--- Письменное задание a ---
Оформьте в виде таблицы Markdown строки записей, начиная со строки с «Could you please spot the white» и до конца записей включительно. В столбце «Номер» укажите порядковый номер, в столбце «Строка» приведите саму строку, пустые строки пропустите.

== Исходный текст ==

Что в средние века был односторонний догматизм, этого мы не отрицаем. Он проявился в схоластическом богословии, преимущественно в западной католической церкви; был переносим оттуда и в русскую Церковь. Но этот догматизм, как и сама схоластика, почти ограничивался стенами школы и мало проникал в жизнь, по крайней мере у нас в России. Кроме того, в средние же века на Западе противовесом, хотя и не очень сильным, одностороннему догматизму схоластики был мистицизм. Схоластика вредила делу христианства не столько односторонним догматизмом, сколько мертвящим, сухим формализмом, а также отрешенным от жизни рационализмом и абстрактностью.

Что касается до религиозного фанатизма, который не следует отождествлять с односторонним и нетерпимым догматизмом, то, действительно, на христианстве едва ли можно найти иное, более темное пятно, нежели резня из-за веры, или сожжение еретиков и иноверцев на кострах, инквизиционные жестокие пытки и т. п. К счастью, все это в огромных и ужасных размерах было на Западе, в православном христианстве, преимущественно в римском католицизме. Поражая самого себя страшным бичом религиозного изуверства, Запад сам себя наказал и получил справедливое самоотмщение за отпадение от истины и чистоты православного христианства. Г. Соловьев тенденциозно, пристрастно, несправедливо, вопреки исторической очевидности, равняет православный Восток с неправославным Западом в религиозном фанатизме. Преследования или, чаще, стеснения еретиков бывали и на Востоке, но ни качественно, ни количественно они не достигли здесь и малейшей доли тех ужасов религиозного изуверства, которые окровавили страницы церковной и гражданской истории Запада. Было ли в восточной православной Церкви что-нибудь похожее на утонченные пытки католической инквизиции? Была ли в православной Церкви такая страшная резня, как в Варфоломеевскую ночь во Франции? Гнали ли где-нибудь на православном Востоке иноверцев так, как преследовали и мучили мавров в Испании? В Испании были сожжены десятки, быть может и сотни тысяч еретиков: в России едва несколько человек.

===

--- Письменное задание b ---
Перепечатайте полностью, без изменений, текст о догматизме и религиозном фанатизме.

== Предоставленные данные ==

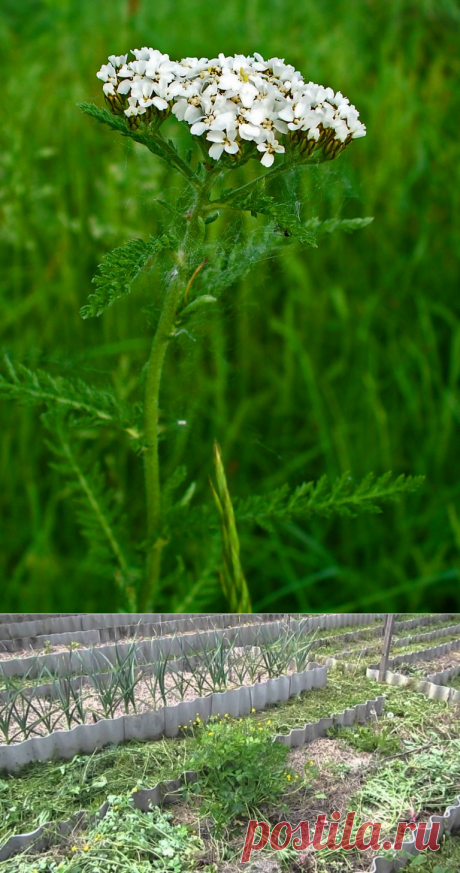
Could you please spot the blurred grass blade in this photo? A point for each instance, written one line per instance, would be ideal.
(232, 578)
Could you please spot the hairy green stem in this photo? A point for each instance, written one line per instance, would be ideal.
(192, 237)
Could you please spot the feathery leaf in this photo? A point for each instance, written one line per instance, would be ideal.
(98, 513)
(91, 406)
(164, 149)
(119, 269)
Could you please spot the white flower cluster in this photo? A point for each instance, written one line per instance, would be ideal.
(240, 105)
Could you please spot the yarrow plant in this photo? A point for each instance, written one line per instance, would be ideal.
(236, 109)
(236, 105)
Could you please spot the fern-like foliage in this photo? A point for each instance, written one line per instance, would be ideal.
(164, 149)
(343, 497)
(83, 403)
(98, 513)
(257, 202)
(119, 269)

===

--- Ответ a ---
| Номер | Строка |
|---|---|
| 1 | Could you please spot the white flower cluster in this photo? A point for each instance, written one line per instance, would be ideal. |
| 2 | (240, 105) |
| 3 | Could you please spot the yarrow plant in this photo? A point for each instance, written one line per instance, would be ideal. |
| 4 | (236, 109) |
| 5 | (236, 105) |
| 6 | Could you please spot the fern-like foliage in this photo? A point for each instance, written one line per instance, would be ideal. |
| 7 | (164, 149) |
| 8 | (343, 497) |
| 9 | (83, 403) |
| 10 | (98, 513) |
| 11 | (257, 202) |
| 12 | (119, 269) |

--- Ответ b ---
Что в средние века был односторонний догматизм, этого мы не отрицаем. Он проявился в схоластическом богословии, преимущественно в западной католической церкви; был переносим оттуда и в русскую Церковь. Но этот догматизм, как и сама схоластика, почти ограничивался стенами школы и мало проникал в жизнь, по крайней мере у нас в России. Кроме того, в средние же века на Западе противовесом, хотя и не очень сильным, одностороннему догматизму схоластики был мистицизм. Схоластика вредила делу христианства не столько односторонним догматизмом, сколько мертвящим, сухим формализмом, а также отрешенным от жизни рационализмом и абстрактностью.

Что касается до религиозного фанатизма, который не следует отождествлять с односторонним и нетерпимым догматизмом, то, действительно, на христианстве едва ли можно найти иное, более темное пятно, нежели резня из-за веры, или сожжение еретиков и иноверцев на кострах, инквизиционные жестокие пытки и т. п. К счастью, все это в огромных и ужасных размерах было на Западе, в православном христианстве, преимущественно в римском католицизме. Поражая самого себя страшным бичом религиозного изуверства, Запад сам себя наказал и получил справедливое самоотмщение за отпадение от истины и чистоты православного христианства. Г. Соловьев тенденциозно, пристрастно, несправедливо, вопреки исторической очевидности, равняет православный Восток с неправославным Западом в религиозном фанатизме. Преследования или, чаще, стеснения еретиков бывали и на Востоке, но ни качественно, ни количественно они не достигли здесь и малейшей доли тех ужасов религиозного изуверства, которые окровавили страницы церковной и гражданской истории Запада. Было ли в восточной православной Церкви что-нибудь похожее на утонченные пытки католической инквизиции? Была ли в православной Церкви такая страшная резня, как в Варфоломеевскую ночь во Франции? Гнали ли где-нибудь на православном Востоке иноверцев так, как преследовали и мучили мавров в Испании? В Испании были сожжены десятки, быть может и сотни тысяч еретиков: в России едва несколько человек.